* What to do *
Copy each entry exactly, leaving nothing out.

☆ ☆ ☆ ☆ ☆

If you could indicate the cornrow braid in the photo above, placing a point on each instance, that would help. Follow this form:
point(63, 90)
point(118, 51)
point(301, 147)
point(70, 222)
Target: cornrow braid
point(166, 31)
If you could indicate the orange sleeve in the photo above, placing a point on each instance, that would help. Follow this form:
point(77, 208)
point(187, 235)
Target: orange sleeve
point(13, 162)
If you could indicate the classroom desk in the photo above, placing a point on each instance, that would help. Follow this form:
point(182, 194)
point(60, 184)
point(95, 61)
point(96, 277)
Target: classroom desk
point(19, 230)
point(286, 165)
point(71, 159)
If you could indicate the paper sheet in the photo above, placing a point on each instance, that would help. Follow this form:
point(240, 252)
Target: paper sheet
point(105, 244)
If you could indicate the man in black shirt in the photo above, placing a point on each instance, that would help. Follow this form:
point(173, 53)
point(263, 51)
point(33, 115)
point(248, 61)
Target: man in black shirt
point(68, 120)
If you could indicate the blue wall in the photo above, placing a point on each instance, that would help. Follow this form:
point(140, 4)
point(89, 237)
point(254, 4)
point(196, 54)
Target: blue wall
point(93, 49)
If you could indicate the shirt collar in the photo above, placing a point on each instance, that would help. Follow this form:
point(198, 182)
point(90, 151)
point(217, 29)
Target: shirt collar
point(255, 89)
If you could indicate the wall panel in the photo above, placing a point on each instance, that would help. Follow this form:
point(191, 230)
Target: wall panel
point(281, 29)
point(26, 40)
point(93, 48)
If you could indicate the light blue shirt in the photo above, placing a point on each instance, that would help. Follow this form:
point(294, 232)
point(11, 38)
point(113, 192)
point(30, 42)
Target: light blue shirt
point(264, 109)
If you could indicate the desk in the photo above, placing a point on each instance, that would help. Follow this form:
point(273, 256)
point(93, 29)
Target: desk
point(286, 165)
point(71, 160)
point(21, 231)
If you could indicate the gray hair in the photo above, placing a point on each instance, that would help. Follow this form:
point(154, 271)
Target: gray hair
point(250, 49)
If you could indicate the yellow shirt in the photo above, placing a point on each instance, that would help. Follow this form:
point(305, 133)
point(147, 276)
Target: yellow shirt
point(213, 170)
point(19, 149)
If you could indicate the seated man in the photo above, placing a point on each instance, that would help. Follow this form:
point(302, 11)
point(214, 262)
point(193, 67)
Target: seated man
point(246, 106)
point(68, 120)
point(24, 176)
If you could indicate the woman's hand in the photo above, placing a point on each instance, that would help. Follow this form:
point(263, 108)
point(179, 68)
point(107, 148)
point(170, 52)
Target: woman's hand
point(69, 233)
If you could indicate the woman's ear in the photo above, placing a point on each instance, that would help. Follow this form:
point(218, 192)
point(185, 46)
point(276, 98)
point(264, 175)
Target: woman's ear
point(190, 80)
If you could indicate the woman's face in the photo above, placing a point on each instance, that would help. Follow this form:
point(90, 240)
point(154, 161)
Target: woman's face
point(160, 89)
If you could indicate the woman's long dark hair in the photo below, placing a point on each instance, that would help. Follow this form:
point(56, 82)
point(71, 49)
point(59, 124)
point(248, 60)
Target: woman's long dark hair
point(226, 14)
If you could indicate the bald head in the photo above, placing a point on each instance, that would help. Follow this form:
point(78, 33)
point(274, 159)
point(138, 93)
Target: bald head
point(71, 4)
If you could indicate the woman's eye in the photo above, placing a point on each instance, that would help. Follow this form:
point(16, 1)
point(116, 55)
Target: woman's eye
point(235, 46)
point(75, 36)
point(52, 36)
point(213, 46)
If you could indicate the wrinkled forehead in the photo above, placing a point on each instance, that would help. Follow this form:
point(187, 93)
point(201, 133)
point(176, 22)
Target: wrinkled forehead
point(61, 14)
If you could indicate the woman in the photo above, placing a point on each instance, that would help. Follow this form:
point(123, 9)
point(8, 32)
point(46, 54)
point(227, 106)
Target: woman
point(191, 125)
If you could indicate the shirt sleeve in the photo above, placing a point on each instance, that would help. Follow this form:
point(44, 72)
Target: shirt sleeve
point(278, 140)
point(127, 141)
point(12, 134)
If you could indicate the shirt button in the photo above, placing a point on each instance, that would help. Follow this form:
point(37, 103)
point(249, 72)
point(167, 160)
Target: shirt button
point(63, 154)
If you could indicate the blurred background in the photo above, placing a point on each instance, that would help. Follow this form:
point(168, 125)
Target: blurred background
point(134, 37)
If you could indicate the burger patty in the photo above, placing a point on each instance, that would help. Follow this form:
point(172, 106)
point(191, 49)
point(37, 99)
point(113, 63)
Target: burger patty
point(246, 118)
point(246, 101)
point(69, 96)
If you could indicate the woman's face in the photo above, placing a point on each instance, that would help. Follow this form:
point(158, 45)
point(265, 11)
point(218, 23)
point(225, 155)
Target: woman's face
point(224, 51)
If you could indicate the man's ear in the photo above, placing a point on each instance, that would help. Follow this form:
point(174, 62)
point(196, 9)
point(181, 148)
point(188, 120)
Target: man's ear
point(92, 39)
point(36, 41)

☆ ☆ ☆ ☆ ☆

* Result of the task *
If you could indicate the cornrow braid in the photo above, placing a point on each instance, that would help. Follow this form:
point(63, 90)
point(118, 51)
point(301, 147)
point(70, 222)
Target: cornrow braid
point(166, 31)
If you could indicate the orange sleeve in the photo above, placing a point on each instance, that would help. Follow this form:
point(77, 208)
point(187, 235)
Target: orange sleeve
point(13, 162)
If you could indicate the classroom desk in the photo above, placing a point on each instance, that would help. Follow this form:
point(182, 194)
point(60, 184)
point(95, 61)
point(96, 277)
Target: classroom desk
point(19, 230)
point(286, 165)
point(71, 159)
If you could indicate the paper sheet in the photo above, placing a point on each instance, that would help. Follow this form:
point(240, 252)
Target: paper sheet
point(105, 244)
If you could indicate the man in black shirt in the photo above, placing a point on each instance, that would help. Follow this form:
point(173, 53)
point(263, 51)
point(33, 115)
point(248, 61)
Target: man in black shirt
point(68, 120)
If you could indicate the blue wall in the photo above, placing a point on each instance, that would help. Follow this form:
point(140, 4)
point(89, 237)
point(254, 4)
point(196, 54)
Target: blue wall
point(93, 49)
If you could indicate the shirt collar in the photo above, placing a point on each instance, that would help. Follow this form:
point(198, 182)
point(90, 151)
point(217, 29)
Target: shirt collar
point(255, 89)
If you could indicate the wall panel in the photo above, placing a point on each instance, that would help. Follow this form:
point(191, 230)
Target: wall panel
point(281, 29)
point(26, 40)
point(93, 48)
If you could indicate the light blue shirt in the photo above, placing a point on each instance, that would help. Follow this form:
point(294, 232)
point(11, 38)
point(113, 192)
point(30, 42)
Target: light blue shirt
point(264, 109)
If you could indicate the desk in the photo above, placing a point on each instance, that would help. Follow this form:
point(273, 256)
point(93, 29)
Target: desk
point(286, 165)
point(71, 160)
point(21, 231)
If you could indicate the gray hair in the photo above, placing a point on each instance, that would help. Follow this form:
point(154, 271)
Target: gray hair
point(250, 49)
If you could indicate the yellow shirt in the photo above, placing a point on each instance, that would help. Follow this form:
point(305, 133)
point(147, 276)
Target: yellow shirt
point(213, 170)
point(19, 149)
If you could indicate the seated man in the photo above, placing a point on each instance, that would help. Follow this form:
point(302, 11)
point(214, 262)
point(193, 67)
Target: seated man
point(246, 106)
point(68, 120)
point(24, 176)
If you could indicate the woman's hand in the photo above, placing a point on each instance, that would help. Follow this form:
point(263, 108)
point(179, 68)
point(107, 148)
point(170, 52)
Target: woman's hand
point(69, 233)
If you could indicate the woman's ear in the photo above, placing a point on each instance, that would help. Follow this form:
point(218, 192)
point(185, 46)
point(276, 98)
point(264, 175)
Target: woman's ear
point(190, 80)
If you could indicate the woman's face in the photo above, placing a point on each instance, that would help. Follow this form:
point(90, 240)
point(154, 161)
Target: woman's face
point(160, 89)
If you could indicate the woman's long dark hair in the photo below, placing a point on each instance, that would help. Follow this form:
point(56, 82)
point(71, 49)
point(59, 124)
point(248, 60)
Target: woman's long dark hair
point(226, 14)
If you could indicate the bald head in the photo above, placing a point on each instance, that would help. Follow this form:
point(78, 33)
point(274, 159)
point(138, 93)
Target: bald head
point(71, 4)
If you could indicate the woman's eye in the photo above, placing a point on each instance, that would help. Follow this form:
point(16, 1)
point(116, 55)
Target: woman's eye
point(235, 46)
point(75, 36)
point(52, 36)
point(213, 46)
If you could indicate the wrinkled forehead in the photo above, placing a point on each instance, that would help. Follow this form:
point(187, 93)
point(201, 133)
point(176, 22)
Target: wrinkled forehead
point(61, 14)
If you could indicate the woman in the photo above, placing a point on each instance, that would help. Follow this form:
point(123, 9)
point(8, 32)
point(46, 54)
point(227, 106)
Target: woman
point(191, 125)
If you could indicate the shirt sleeve in the photo above, placing a point on each instance, that would help. Follow this form:
point(44, 72)
Target: shirt sleeve
point(278, 140)
point(127, 141)
point(12, 134)
If you could indicate the shirt button in the photo above, placing a point on each instance, that would help. Follow this form:
point(37, 103)
point(249, 72)
point(167, 160)
Target: shirt button
point(63, 154)
If you could indicate the blurred background in the photo above, placing a point on each instance, that would help. Follow this form:
point(168, 125)
Target: blurred background
point(134, 37)
If you could indicate the burger patty in the photo above, placing a point on each instance, that would help. Follow this form:
point(172, 106)
point(191, 49)
point(37, 99)
point(113, 63)
Target: burger patty
point(246, 118)
point(246, 101)
point(69, 96)
If you could indicate the woman's face in the photo above, placing a point on each instance, that would help. Follow this form:
point(158, 45)
point(265, 11)
point(218, 23)
point(225, 155)
Target: woman's face
point(224, 51)
If you could indicate the man's ear in the photo above, placing a point on each instance, that would help. Follow this form:
point(174, 62)
point(196, 9)
point(181, 148)
point(188, 120)
Target: man's ear
point(92, 39)
point(36, 41)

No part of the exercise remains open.